# DATA LISTING

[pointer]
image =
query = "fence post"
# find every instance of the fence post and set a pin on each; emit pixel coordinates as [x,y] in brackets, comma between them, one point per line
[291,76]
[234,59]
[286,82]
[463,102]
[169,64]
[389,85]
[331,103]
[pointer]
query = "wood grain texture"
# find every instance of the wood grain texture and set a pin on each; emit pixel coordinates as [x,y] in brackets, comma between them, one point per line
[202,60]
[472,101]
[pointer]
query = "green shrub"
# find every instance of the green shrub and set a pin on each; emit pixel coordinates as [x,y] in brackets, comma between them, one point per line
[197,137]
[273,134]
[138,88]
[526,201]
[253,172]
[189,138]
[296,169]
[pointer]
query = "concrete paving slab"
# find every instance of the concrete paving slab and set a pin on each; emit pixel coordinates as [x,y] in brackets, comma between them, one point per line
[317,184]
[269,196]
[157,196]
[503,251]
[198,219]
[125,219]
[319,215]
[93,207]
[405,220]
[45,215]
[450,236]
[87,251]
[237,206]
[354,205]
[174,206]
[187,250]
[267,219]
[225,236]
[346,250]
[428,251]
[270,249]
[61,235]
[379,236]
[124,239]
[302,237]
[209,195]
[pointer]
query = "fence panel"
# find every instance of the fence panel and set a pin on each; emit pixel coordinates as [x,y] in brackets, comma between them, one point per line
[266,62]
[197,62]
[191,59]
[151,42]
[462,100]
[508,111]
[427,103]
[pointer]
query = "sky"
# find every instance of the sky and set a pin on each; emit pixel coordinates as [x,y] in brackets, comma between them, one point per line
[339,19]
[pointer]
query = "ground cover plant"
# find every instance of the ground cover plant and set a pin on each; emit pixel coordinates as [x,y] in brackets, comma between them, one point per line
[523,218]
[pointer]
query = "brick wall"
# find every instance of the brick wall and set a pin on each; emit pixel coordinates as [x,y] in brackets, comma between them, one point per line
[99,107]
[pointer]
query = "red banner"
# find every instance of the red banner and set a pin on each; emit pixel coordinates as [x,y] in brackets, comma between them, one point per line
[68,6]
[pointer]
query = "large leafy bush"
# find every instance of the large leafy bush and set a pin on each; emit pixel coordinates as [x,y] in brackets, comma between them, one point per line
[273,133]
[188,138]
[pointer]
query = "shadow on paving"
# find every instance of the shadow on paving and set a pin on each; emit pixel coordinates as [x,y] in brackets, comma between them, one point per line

# WHAT THE TASK ASKS
Every entry is to be repeated precisely as it stands.

# REPLY TO THE TASK
[pointer]
image =
query = "fence post"
# find every instance of the fence post and set a pin on each; emit pixel coordinates as [x,y] in brackets, comma between them, one point per line
[291,76]
[234,59]
[286,82]
[463,102]
[169,64]
[389,85]
[331,103]
[pointer]
query = "wood grain texture"
# find every instance of the wood grain texture and set a pin on each; emit pixel coordinates as [x,y] in brackets, comma between them, one point per line
[202,60]
[472,101]
[pointer]
query = "green shrub"
# find every instance of the green shrub and set a pin on each; emit pixel coordinates as [x,y] in brackets, comma between them, one point per line
[197,137]
[273,134]
[138,88]
[526,201]
[253,172]
[189,138]
[296,169]
[pointer]
query = "concrete paving slab"
# find every instance of the concrete paving slab and set a pin on each; emit pixel coordinates as [x,y] in brackets, comma between them, one point per line
[317,184]
[269,196]
[157,196]
[503,251]
[198,219]
[125,219]
[319,215]
[93,207]
[405,220]
[45,215]
[450,236]
[87,251]
[237,206]
[354,205]
[174,206]
[187,250]
[267,219]
[225,236]
[346,250]
[428,251]
[270,249]
[61,235]
[379,236]
[124,239]
[302,237]
[209,195]
[pointer]
query = "fence panel"
# find every instance of the fence panel and set a pin on each; emit pixel coordinates as [x,y] in brackets, comma between them, one point per line
[266,62]
[197,62]
[191,59]
[151,42]
[462,100]
[508,111]
[427,103]
[pointer]
query = "sky"
# find every instance of the sky and set a pin on each; emit pixel coordinates as [x,y] in brackets, comma between them, one point per line
[339,19]
[pointer]
query = "ground cover plant"
# find every instance of the ground cover plant and set a pin on each; emit pixel coordinates as [x,y] in brackets, comma between them, one point per line
[523,218]
[pointer]
query = "brick wall"
# find every instance of the brick wall and set a pin on each; emit pixel coordinates as [x,y] in brackets, comma between them, one point per line
[99,107]
[pointer]
query = "red banner"
# find every instance of the red banner and set a pin on each; emit pixel coordinates as [x,y] in brackets, comma between them, one point per line
[68,6]
[pointer]
query = "large leafy bush"
# find every instance of the large leafy bush and set a pin on each; emit pixel coordinates as [x,y] in brackets, comma between them, one point per line
[273,133]
[188,138]
[pointer]
query = "shadow on paving"
# find every instance of the shadow on paving and set a pin on each; emit pixel coordinates as [x,y] in brackets, comma between them, one point per line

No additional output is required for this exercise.